Stated problem:
Collect every line in the items below that contains the string "flooring" and copy each one out.

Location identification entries
[Start]

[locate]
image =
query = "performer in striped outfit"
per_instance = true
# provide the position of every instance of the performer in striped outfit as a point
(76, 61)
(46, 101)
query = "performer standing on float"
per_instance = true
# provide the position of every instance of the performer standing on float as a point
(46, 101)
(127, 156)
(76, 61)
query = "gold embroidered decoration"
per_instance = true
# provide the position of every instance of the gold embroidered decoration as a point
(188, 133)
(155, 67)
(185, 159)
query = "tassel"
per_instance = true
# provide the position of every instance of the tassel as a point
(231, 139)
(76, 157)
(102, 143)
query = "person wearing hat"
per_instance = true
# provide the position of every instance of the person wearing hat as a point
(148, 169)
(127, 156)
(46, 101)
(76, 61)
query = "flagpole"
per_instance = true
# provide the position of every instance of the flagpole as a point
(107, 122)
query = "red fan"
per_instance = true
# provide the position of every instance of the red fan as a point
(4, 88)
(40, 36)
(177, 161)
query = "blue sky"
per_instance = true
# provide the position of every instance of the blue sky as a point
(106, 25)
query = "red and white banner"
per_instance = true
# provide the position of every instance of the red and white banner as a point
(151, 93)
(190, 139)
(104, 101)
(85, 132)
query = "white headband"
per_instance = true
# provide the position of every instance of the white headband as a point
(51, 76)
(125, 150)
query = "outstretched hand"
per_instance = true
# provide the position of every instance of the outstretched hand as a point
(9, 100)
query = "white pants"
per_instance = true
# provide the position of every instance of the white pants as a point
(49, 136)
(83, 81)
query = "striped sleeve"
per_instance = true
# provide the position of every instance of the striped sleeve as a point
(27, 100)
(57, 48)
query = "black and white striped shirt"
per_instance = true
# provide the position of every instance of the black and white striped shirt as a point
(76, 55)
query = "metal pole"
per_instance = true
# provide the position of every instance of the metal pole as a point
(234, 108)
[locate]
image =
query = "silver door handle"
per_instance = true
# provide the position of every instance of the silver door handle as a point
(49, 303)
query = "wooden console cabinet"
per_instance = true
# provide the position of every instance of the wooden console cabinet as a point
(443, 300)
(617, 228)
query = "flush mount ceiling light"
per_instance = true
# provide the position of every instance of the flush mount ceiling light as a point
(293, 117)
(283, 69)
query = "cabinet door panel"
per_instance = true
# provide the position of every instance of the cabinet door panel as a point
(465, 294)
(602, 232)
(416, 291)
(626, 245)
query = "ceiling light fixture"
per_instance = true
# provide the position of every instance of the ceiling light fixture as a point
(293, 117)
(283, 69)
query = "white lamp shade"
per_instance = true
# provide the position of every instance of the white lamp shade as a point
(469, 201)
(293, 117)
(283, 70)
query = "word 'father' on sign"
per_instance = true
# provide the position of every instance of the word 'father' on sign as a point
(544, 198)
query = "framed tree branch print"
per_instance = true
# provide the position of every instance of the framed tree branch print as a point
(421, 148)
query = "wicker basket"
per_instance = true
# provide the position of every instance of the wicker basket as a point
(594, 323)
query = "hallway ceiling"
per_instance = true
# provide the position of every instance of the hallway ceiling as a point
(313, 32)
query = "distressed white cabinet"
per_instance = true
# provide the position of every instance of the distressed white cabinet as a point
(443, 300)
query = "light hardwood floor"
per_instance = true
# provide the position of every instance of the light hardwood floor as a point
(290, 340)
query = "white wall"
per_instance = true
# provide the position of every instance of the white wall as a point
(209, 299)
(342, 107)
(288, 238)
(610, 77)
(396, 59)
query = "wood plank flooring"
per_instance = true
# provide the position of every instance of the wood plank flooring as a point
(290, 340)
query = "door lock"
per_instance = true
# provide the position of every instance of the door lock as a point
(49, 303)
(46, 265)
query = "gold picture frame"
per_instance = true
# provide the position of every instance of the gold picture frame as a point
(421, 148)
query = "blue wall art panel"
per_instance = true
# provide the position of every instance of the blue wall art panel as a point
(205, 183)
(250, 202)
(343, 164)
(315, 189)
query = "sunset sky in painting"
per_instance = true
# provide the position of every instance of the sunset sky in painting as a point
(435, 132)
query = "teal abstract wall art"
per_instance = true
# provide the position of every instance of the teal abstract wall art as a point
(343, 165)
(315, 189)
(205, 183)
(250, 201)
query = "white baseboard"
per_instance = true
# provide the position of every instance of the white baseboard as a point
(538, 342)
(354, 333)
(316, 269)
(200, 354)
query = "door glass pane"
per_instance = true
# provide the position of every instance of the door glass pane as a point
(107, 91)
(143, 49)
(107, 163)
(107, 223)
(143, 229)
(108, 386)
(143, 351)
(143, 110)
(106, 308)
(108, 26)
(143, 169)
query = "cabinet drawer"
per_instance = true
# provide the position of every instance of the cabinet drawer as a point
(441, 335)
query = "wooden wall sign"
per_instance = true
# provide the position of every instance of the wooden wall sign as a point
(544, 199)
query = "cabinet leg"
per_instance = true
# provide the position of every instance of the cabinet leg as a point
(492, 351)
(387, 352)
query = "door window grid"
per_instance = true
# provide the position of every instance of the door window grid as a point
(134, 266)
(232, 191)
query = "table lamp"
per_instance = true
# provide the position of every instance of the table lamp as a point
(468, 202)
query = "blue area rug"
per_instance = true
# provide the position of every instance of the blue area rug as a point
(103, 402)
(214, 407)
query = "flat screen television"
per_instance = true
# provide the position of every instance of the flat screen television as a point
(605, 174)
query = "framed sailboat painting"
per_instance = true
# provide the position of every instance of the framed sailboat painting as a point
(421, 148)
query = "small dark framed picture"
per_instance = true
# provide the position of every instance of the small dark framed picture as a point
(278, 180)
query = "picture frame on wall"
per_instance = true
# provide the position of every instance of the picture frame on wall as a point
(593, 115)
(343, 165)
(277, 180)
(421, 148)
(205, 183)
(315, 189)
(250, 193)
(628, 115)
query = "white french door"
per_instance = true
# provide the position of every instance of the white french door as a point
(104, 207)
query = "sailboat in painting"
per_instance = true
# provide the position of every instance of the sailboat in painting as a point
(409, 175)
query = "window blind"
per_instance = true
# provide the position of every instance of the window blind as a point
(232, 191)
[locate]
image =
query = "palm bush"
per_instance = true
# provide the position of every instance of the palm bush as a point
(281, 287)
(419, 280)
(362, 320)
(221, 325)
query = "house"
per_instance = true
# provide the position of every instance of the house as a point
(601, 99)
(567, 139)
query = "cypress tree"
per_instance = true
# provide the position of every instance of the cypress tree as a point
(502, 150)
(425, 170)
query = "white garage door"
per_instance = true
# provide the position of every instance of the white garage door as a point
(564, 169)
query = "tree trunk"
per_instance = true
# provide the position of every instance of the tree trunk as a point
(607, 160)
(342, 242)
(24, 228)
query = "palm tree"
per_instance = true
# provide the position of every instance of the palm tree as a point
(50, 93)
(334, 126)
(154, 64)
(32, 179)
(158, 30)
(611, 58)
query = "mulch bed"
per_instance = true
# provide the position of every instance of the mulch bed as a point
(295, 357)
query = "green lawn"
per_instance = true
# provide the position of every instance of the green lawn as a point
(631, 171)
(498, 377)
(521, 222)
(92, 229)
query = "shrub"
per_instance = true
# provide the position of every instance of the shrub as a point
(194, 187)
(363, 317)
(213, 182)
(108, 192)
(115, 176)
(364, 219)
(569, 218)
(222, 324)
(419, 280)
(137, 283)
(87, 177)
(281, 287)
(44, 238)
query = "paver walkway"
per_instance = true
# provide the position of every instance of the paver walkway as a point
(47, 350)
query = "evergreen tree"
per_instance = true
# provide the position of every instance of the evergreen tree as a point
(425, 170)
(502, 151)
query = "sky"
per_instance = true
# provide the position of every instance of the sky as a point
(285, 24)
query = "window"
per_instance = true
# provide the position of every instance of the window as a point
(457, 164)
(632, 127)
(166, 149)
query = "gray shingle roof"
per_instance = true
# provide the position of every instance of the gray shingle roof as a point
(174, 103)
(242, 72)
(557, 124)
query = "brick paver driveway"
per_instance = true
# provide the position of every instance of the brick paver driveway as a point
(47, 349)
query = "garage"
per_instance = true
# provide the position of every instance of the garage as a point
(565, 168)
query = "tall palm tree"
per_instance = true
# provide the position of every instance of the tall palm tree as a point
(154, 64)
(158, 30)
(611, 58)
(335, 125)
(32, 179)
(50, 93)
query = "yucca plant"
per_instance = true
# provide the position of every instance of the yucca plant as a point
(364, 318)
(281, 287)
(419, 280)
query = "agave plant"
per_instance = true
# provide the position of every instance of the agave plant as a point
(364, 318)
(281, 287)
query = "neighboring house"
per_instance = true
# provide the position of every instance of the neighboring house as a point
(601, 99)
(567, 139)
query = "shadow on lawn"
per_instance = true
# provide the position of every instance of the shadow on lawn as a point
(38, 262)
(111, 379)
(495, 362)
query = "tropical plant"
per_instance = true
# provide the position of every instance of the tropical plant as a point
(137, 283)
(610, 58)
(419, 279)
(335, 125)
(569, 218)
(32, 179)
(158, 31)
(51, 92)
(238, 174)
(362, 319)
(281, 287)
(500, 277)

[End]

Exercise answer:
query = "wood plank flooring"
# provide the position of every instance of the wood plank flooring as a point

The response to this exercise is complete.